[Start of section]

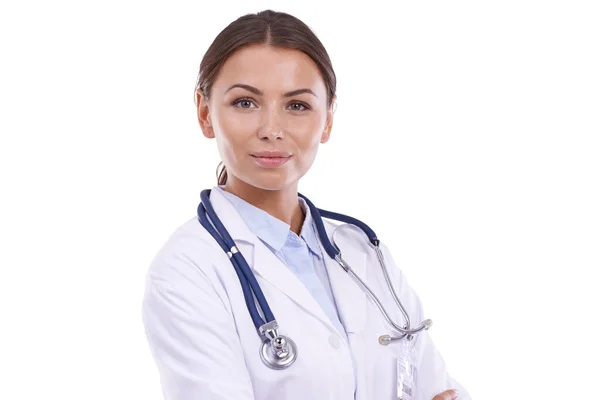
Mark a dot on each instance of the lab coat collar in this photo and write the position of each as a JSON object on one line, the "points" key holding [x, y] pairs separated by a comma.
{"points": [[349, 297]]}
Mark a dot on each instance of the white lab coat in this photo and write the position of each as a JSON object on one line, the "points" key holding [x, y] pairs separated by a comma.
{"points": [[206, 346]]}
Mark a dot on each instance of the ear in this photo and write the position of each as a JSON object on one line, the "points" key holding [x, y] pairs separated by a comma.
{"points": [[204, 117], [329, 122]]}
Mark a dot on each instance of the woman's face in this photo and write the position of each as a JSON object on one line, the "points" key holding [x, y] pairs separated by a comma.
{"points": [[268, 111]]}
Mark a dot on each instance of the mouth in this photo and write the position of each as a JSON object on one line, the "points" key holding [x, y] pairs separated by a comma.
{"points": [[271, 159]]}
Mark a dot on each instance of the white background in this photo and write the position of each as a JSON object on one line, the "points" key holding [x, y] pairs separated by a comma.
{"points": [[466, 134]]}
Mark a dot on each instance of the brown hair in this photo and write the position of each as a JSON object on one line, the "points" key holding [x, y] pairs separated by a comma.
{"points": [[267, 27]]}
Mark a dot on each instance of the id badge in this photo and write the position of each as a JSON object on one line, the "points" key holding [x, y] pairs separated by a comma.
{"points": [[406, 371]]}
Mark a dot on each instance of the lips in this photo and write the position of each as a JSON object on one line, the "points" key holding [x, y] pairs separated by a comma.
{"points": [[271, 159]]}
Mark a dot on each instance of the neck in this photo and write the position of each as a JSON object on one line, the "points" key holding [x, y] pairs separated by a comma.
{"points": [[281, 204]]}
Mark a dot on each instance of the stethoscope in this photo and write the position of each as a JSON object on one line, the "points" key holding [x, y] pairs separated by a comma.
{"points": [[279, 351]]}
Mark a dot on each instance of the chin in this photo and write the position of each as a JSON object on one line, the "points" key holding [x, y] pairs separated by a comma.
{"points": [[270, 181]]}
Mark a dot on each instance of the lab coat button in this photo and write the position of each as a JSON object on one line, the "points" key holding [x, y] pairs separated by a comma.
{"points": [[334, 341]]}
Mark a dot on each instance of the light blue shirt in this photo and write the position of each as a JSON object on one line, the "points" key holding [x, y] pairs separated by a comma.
{"points": [[301, 254]]}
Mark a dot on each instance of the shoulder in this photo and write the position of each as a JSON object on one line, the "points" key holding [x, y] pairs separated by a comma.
{"points": [[348, 234]]}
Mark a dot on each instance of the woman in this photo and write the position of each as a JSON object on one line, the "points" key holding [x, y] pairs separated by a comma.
{"points": [[265, 92]]}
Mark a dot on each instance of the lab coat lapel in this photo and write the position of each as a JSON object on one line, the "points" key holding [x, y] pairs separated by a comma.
{"points": [[264, 263]]}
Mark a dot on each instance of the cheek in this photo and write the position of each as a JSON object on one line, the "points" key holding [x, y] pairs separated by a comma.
{"points": [[232, 132]]}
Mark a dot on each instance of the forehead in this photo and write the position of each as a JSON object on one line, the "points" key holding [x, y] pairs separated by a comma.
{"points": [[270, 68]]}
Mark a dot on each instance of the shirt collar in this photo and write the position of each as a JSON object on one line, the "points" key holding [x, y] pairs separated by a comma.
{"points": [[271, 230]]}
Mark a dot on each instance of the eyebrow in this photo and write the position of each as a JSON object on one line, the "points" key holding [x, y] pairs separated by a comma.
{"points": [[259, 93]]}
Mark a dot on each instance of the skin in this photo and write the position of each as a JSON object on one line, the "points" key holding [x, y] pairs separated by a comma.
{"points": [[269, 121], [244, 122]]}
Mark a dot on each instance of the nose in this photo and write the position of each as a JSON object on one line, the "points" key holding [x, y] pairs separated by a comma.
{"points": [[270, 127]]}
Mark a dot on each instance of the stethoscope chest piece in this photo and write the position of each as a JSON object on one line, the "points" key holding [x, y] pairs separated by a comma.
{"points": [[279, 353]]}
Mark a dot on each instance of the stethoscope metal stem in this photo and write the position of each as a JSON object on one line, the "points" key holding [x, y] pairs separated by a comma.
{"points": [[404, 330]]}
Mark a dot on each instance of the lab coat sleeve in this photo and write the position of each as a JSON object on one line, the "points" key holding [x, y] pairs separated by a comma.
{"points": [[432, 375], [192, 335]]}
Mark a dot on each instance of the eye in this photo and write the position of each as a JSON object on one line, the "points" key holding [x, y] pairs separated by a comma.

[End of section]

• **To do**: Repeat the records word for word and drop any pictures.

• **Response area**:
Mark a dot on each instance of the lab coat collar in this photo and write the position of each as a JSON object on one line, the "points" key holding [x, y] pairs separated by a comma.
{"points": [[349, 297]]}
Mark a dot on each instance of the white lab coat in this photo and write the position of each as a JSON object on one line, the "points" key holding [x, y] pairs separated by a comma.
{"points": [[206, 346]]}
Mark a dot on each instance of the ear in this photo and write the position of each as a JSON object on one line, the "points" key holding [x, y] pairs separated by a comma.
{"points": [[204, 117], [329, 122]]}
Mark a dot on each instance of the woman's face in this photo and write the position of each as a JSON object on one line, the "points" key holding [x, y] pairs separated by a comma.
{"points": [[268, 111]]}
Mark a dot on each instance of the mouth in this photo and write the position of each as a JSON object on one line, the "points" key holding [x, y] pairs separated by a comma.
{"points": [[271, 159]]}
Mark a dot on each instance of the white background in this photo and write the position of each as a JSON object on one line, the "points" key holding [x, y] pairs separated by a comma.
{"points": [[466, 134]]}
Mark a dot on each instance of the brown hair in this photo and write the position of each as a JSON object on one line, the "points" key holding [x, y] pairs separated by a comma.
{"points": [[267, 27]]}
Mark a dot on each instance of the id badge in this photo and write the position of each as a JSON object on one line, the "points" key holding [x, y] pairs separated by a comma.
{"points": [[406, 371]]}
Mark a dot on each instance of the lips in this photo and write the position of each as a JSON object on one line, the "points" key holding [x, y] pairs separated by a comma.
{"points": [[271, 159]]}
Mark a dot on each instance of the neck in this photo and write the position of each as a JSON object on one line, the "points" key holding [x, y] pairs separated by a comma.
{"points": [[281, 204]]}
Mark a dot on each instance of the stethoscope in this photo and write the position of each as a JSON object on one line, the "points" key holding [x, y] pairs separated by a comma.
{"points": [[279, 351]]}
Mark a dot on each instance of the chin in this photo and write the position of each as a JSON object on one line, the "points" key holding [x, y] pairs separated by a comma.
{"points": [[270, 181]]}
Mark a dot on each instance of the lab coat button in this photo and write the position of each as a JSON object on one line, the "points" key holding [x, y] pairs separated by a comma.
{"points": [[334, 341]]}
Mark a dot on each instance of the light blue shirt in this photo and write the position of each as a JSON object on one line, the "points" key holding [x, y] pairs separated by a comma.
{"points": [[301, 254]]}
Mark a dot on each instance of the shoulder in this photo and write the position of each as a JSON object on one line, the "points" key holding [x, y] pairs separated by a comma.
{"points": [[348, 234]]}
Mark a dot on each instance of the woman in this photo and write the position of each as a JSON object on one line, the "points" key holding [x, y] pairs separated by a comma.
{"points": [[265, 92]]}
Mark a dot on each instance of the lab coat lapel in this photo and write the position of each as a JSON object on one line, the "points" key holding [x, y] pairs separated by a comma.
{"points": [[264, 263]]}
Mark a dot on each instance of the cheek in this photo and write the position of each as a JSON object on one line, the "points" key holding [x, y] pairs separated by a comma.
{"points": [[232, 132]]}
Mark a dot on each instance of the forehead in this photo and write the position of each as a JSON object on one line, the "points" key holding [x, y] pairs separated by a comma.
{"points": [[270, 68]]}
Mark a dot on each instance of the shirt collar in this photo and write the position of each as a JSON object on one line, the "points" key holding [x, y] pairs separated by a comma.
{"points": [[271, 230]]}
Mark a dot on each instance of the eyebrow in this photo and write the position of each as a JSON object on one line, the "points" key holding [x, y] pairs separated by a comma.
{"points": [[259, 93]]}
Mark a dot on each instance of the skin in this photo and write the position of each as a JSON object on one line, the "points" key holding [x, y] pairs separated by a comma.
{"points": [[269, 121], [244, 122]]}
Mark a dot on each instance of the nose in this photo and write the position of each as a JSON object on one line, the "points" key holding [x, y] pairs separated by a comma.
{"points": [[270, 127]]}
Mark a dot on each instance of the stethoscope chest piece in this photo and write the position of each as a JSON object on one line, the "points" key holding [x, y] pairs separated by a comma.
{"points": [[279, 353]]}
Mark a dot on each instance of the stethoscope metal stem in this photo and write the position of each as a JSON object on one line, the "points" key holding [x, y] pairs separated by a comma.
{"points": [[404, 330]]}
Mark a dot on each instance of the lab coat sleeve in this photo and write the position of each as a JSON object on one line, the "points" key holding [x, y] pairs separated by a comma.
{"points": [[432, 375], [192, 335]]}
Mark a dot on each instance of the eye in this photo and write the position of each as a JSON object on one line, the "points" key holding [x, y] pairs separated by a comma.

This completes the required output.